*** Opening WORKING DATA ***

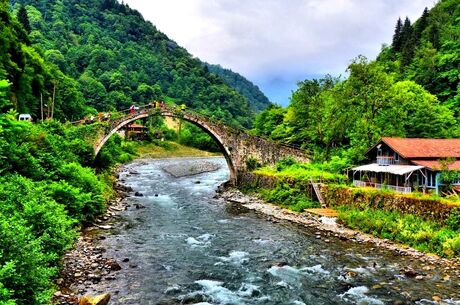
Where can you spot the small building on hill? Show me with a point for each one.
(408, 164)
(136, 131)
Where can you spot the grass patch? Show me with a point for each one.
(427, 236)
(290, 169)
(292, 198)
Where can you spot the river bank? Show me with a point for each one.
(178, 242)
(86, 263)
(328, 227)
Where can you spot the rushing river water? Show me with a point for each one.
(186, 247)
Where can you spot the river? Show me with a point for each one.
(189, 247)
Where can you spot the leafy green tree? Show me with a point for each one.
(24, 18)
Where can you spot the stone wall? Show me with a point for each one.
(337, 195)
(429, 209)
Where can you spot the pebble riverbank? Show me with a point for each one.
(327, 227)
(86, 263)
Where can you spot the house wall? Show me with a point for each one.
(386, 151)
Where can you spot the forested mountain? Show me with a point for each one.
(116, 57)
(256, 98)
(428, 52)
(411, 90)
(30, 76)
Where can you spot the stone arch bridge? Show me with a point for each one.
(236, 145)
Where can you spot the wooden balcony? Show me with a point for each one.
(385, 161)
(399, 189)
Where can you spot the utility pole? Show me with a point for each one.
(41, 105)
(54, 98)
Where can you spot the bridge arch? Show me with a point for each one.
(165, 112)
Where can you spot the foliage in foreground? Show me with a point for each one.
(47, 191)
(421, 234)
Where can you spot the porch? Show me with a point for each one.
(399, 189)
(399, 178)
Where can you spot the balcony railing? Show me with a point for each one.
(399, 189)
(384, 161)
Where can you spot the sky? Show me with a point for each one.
(276, 43)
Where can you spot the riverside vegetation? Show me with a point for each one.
(81, 57)
(424, 232)
(410, 90)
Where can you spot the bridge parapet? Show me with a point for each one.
(237, 145)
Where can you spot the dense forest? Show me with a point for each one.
(256, 98)
(410, 90)
(86, 56)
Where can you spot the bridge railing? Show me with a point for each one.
(118, 117)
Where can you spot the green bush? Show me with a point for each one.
(252, 164)
(421, 234)
(292, 198)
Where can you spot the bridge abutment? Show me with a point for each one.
(237, 146)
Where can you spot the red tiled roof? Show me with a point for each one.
(134, 125)
(434, 164)
(424, 148)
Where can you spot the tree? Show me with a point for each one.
(421, 24)
(408, 44)
(4, 101)
(24, 18)
(397, 38)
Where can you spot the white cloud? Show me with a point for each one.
(288, 40)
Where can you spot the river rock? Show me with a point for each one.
(113, 265)
(97, 300)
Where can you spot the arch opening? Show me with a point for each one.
(212, 133)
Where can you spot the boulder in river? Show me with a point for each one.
(102, 299)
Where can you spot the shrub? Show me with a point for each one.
(252, 164)
(293, 198)
(421, 234)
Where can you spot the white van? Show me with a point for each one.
(25, 117)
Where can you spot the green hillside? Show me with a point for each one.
(256, 98)
(410, 90)
(117, 59)
(428, 52)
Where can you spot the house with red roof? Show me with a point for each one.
(408, 164)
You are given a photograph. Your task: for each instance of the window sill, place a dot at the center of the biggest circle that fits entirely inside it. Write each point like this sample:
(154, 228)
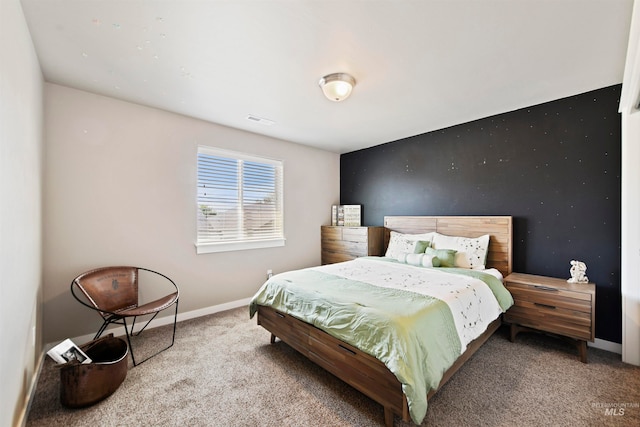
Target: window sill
(207, 248)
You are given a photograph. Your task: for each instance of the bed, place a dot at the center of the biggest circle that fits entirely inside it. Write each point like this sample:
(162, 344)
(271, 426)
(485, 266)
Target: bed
(292, 306)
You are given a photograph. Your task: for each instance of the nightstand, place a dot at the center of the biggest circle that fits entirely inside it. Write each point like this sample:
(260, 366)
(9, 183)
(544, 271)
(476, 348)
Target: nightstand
(346, 243)
(552, 305)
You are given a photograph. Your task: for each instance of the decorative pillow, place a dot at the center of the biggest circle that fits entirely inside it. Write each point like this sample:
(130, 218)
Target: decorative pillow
(471, 252)
(408, 243)
(446, 257)
(430, 261)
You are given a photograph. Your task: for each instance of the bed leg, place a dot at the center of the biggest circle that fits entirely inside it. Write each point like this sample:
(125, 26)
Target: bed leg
(388, 417)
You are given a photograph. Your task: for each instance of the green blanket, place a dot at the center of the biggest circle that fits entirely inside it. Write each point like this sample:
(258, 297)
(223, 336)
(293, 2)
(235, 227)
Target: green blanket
(413, 335)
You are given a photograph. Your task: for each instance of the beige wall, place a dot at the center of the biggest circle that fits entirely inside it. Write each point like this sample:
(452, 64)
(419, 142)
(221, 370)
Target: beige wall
(20, 212)
(630, 262)
(120, 189)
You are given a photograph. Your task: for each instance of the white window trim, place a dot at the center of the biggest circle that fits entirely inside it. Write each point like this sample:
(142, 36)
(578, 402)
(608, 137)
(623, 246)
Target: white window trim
(213, 247)
(207, 248)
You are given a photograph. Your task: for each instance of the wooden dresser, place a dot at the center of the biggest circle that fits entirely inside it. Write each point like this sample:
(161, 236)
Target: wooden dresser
(346, 243)
(552, 305)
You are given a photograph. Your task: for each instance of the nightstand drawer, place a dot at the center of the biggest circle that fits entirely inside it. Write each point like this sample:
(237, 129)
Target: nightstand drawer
(554, 297)
(552, 305)
(571, 323)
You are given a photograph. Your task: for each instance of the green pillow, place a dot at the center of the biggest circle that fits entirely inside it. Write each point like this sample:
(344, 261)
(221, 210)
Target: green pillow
(421, 246)
(447, 257)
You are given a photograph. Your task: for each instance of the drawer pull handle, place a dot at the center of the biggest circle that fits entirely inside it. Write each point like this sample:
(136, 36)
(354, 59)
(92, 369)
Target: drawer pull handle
(346, 349)
(553, 307)
(545, 288)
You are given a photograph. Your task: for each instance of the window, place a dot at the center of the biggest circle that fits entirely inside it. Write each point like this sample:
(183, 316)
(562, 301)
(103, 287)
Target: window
(239, 201)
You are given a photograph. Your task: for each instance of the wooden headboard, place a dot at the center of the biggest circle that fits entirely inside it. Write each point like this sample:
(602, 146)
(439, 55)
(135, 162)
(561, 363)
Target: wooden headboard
(498, 227)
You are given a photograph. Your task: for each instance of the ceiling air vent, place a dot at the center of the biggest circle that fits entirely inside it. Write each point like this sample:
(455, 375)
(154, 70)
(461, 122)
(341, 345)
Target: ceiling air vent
(260, 120)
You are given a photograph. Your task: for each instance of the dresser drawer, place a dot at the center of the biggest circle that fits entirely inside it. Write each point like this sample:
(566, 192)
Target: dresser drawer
(346, 243)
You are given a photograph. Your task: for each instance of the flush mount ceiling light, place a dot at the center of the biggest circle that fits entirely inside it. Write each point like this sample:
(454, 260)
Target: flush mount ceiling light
(337, 86)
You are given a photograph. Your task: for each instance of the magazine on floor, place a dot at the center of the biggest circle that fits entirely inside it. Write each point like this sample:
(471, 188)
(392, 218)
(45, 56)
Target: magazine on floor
(67, 351)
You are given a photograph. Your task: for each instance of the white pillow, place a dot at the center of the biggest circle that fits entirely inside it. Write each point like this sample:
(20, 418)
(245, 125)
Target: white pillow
(408, 243)
(415, 259)
(472, 252)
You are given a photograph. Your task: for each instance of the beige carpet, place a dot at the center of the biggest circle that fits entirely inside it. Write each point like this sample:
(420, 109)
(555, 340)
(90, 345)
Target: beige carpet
(222, 371)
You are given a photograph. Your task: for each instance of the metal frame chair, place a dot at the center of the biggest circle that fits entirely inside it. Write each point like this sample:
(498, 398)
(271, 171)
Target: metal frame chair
(113, 293)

*** Closing WORKING DATA ***

REQUIREMENT:
Copy out all the data exactly; skip the pictures.

RESPONSE FOR THIS EXERCISE:
Where can you spot the small building on hill? Show me with a point for each one.
(408, 164)
(136, 131)
Where can you spot the grass patch? Show me with a point for each one.
(427, 236)
(290, 169)
(292, 198)
Where can you spot the river bank? Show me with a point for each one.
(178, 242)
(86, 263)
(328, 227)
Where can you spot the rushing river water? Show me with a point for each one.
(186, 247)
Where can you spot the river? Show me with a point for each one.
(189, 247)
Where can you spot the leafy green tree? Show me with a point for each one.
(24, 18)
Where can you spot the stone wall? Show me with a point for each one.
(337, 195)
(429, 209)
Where can you spot the pebble riverbank? Show me with a point for each one.
(327, 227)
(86, 263)
Where can you spot the house wall? Show me with a point for each one.
(386, 151)
Where can you spot the forested mountain? Show me with a point for each one.
(116, 57)
(256, 98)
(428, 52)
(411, 90)
(30, 76)
Where can you spot the stone arch bridge? Show me with a point for each one.
(236, 145)
Where can you spot the wooden balcony? Show me with a point for each one.
(385, 161)
(399, 189)
Where can you spot the utility pole? Show me with a point for each one.
(41, 105)
(54, 98)
Where can you spot the bridge arch? Show me with a point for each one.
(165, 112)
Where can you spot the foliage in foreground? Show me with a point for each one.
(47, 191)
(421, 234)
Where can you spot the porch? Show me with a point for each one.
(399, 189)
(399, 178)
Where can you spot the balcony railing? Show me with a point for each one.
(399, 189)
(384, 161)
Where can you spot the sky? Show me with a point for each one.
(276, 43)
Where can you spot the riverside vegetation? Show me with a point for each one.
(81, 57)
(424, 232)
(410, 90)
Where can you spot the bridge parapet? Show me with a point for each one.
(237, 145)
Where can you spot the dense forest? Show me with a point for each one.
(256, 98)
(410, 90)
(86, 56)
Where can you spot the bridge railing? Show me with a point for each one.
(118, 117)
Where can you spot the green bush? Show me with a point for each one.
(252, 164)
(421, 234)
(292, 198)
Where can you spot the bridge abutment? Show me with a point for each one.
(237, 146)
Where can you spot the red tiled roof? Show me with a point for each one.
(134, 125)
(434, 164)
(424, 148)
Where can you spot the tree? Show me with a point for each one.
(421, 24)
(408, 44)
(4, 101)
(24, 18)
(397, 38)
Where can you spot the white cloud? Show me with a point for each one.
(288, 40)
Where can you spot the river rock? Show me with a point for each one.
(113, 265)
(97, 300)
Where can you spot the arch opening? Show me with a point for each one.
(212, 133)
Where can you spot the boulder in river? Show me with a point for each one.
(102, 299)
Where can you spot the shrub? Show me with a point for each one.
(252, 164)
(293, 198)
(421, 234)
Where can you spot the white van? Show me with a point for each one.
(25, 117)
Where can you spot the green hillside? Show me with a point for each one.
(256, 98)
(410, 90)
(117, 59)
(428, 52)
Where can you spot the house with red roof? Show me with a point for each one.
(408, 164)
You are given a photograph. Your task: for each instance of the window sill, place a dot at the center of the biggest circle that fits entirely inside it. Write each point like this sample:
(154, 228)
Target: window sill
(207, 248)
You are given a photograph. Your task: for each instance of the bed, place a dot at the center of the biggest circle that fits entirely inside it. Write each point like this sample:
(162, 344)
(271, 426)
(485, 266)
Target: bed
(292, 306)
You are given a photograph. Your task: for each instance of the nightstand, place a dot at the center of the biggest circle that fits entirely inside it. Write each point like this sample:
(260, 366)
(9, 183)
(544, 271)
(476, 348)
Target: nightstand
(346, 243)
(552, 305)
You are given a photograph. Your task: for each instance of the decorative pillow, place a dot at the center of the biggest circle that fits entirely inside it. Write each point like this sample:
(130, 218)
Target: decorative pillow
(471, 252)
(408, 243)
(446, 257)
(430, 261)
You are given a photograph. Your task: for each instance of the bed leg, place a dot at the center of the biggest circle that fits entirely inside it. Write each point like this sample:
(125, 26)
Target: bed leg
(388, 417)
You are given a photograph. Your task: for each instance of the green blanket, place a dot at the center of the biggest circle that fits entirely inside it. Write each point like this sample:
(258, 297)
(223, 336)
(293, 2)
(235, 227)
Target: green blanket
(413, 335)
You are given a photograph. Your task: for each instance of the beige wall, place a dot at the center of the biggest circle that fits entirely inside it. Write each point like this sample:
(452, 64)
(419, 142)
(221, 370)
Target: beige wall
(20, 212)
(630, 262)
(120, 189)
You are given a photograph. Your task: for each instance of the white window trim, place a dot at the center of the biggest circle that fits entirely inside it. Write each point like this sample:
(142, 36)
(578, 402)
(608, 137)
(623, 246)
Target: white window trim
(213, 247)
(207, 248)
You are given a photograph. Your task: for each instance of the wooden dresser, place a dot at the center of the biggest circle that fits entirely inside it. Write each point like this sample:
(161, 236)
Target: wooden dresser
(346, 243)
(552, 305)
You are given a photograph. Your task: for each instance of the nightstand drawer, place a dot at the center of the biggest circle that fits entirely inside it. Write each point like this sample:
(237, 129)
Target: nightstand drawer
(554, 297)
(552, 305)
(571, 323)
You are given a photograph. Your task: for each instance of the green pillow, place a dot at the center of the biggest circle that fits entirely inside it. Write each point like this sample:
(344, 261)
(221, 210)
Target: green pillow
(421, 246)
(447, 257)
You are given a photograph. Your task: for each instance of the drawer pull handle, place a dot at the center of the biggest circle that fits entirely inside it. Write each point like this sample:
(136, 36)
(354, 59)
(92, 369)
Target: drawer pull handle
(346, 349)
(553, 307)
(545, 288)
You are given a photograph. Your task: for each instance of the window, place a dot at the center of the biggest circle that fits entirely inside it. Write each point like this sample:
(183, 316)
(562, 301)
(103, 287)
Target: window
(239, 201)
You are given a photograph. Your task: for each instance of the wooden headboard, place a dot at the center of the biggest circle that fits entirely inside it. Write each point like this sample:
(602, 146)
(439, 55)
(135, 162)
(561, 363)
Target: wooden headboard
(498, 227)
You are given a photograph. Your task: for each instance of the ceiling air vent, place a dot at the center of the biggest circle that fits entirely inside it. Write each point like this sample:
(455, 375)
(154, 70)
(461, 122)
(341, 345)
Target: ceiling air vent
(260, 120)
You are given a photograph. Your task: for each instance of the dresser drawer, place a dot at the center of the biggest circle that fits entirely inside it. Write each point like this sample:
(566, 192)
Target: dresser drawer
(346, 243)
You are given a photograph. Your task: for each instance of the flush mount ceiling light, place a dot at the center of the biggest circle that fits entirely inside it. Write each point like this sample:
(454, 260)
Target: flush mount ceiling light
(337, 86)
You are given a photograph. Your task: for each instance of the magazine on floor, place a dot at the center of the biggest circle that fits entirely inside it. Write each point like this sample:
(471, 188)
(392, 218)
(45, 56)
Target: magazine on floor
(67, 351)
You are given a photograph. Your task: for each instance of the white pillow, place a dot at the center of the biggest circle that fits entirely inside it. Write each point like this sample:
(20, 418)
(245, 125)
Target: white pillow
(408, 243)
(415, 259)
(472, 252)
You are given a photograph. Your task: for each instance of the beige carpet, place a dot at the center of the biggest circle that fits entirely inside it. Write each point like this sample:
(420, 109)
(555, 340)
(90, 345)
Target: beige carpet
(222, 371)
You are given a photograph. Your task: for each instance of the metal frame chair, place a dot at the center of the biggest circle that fits entirely inside it. Write each point like this sample:
(498, 398)
(271, 171)
Target: metal frame chair
(113, 293)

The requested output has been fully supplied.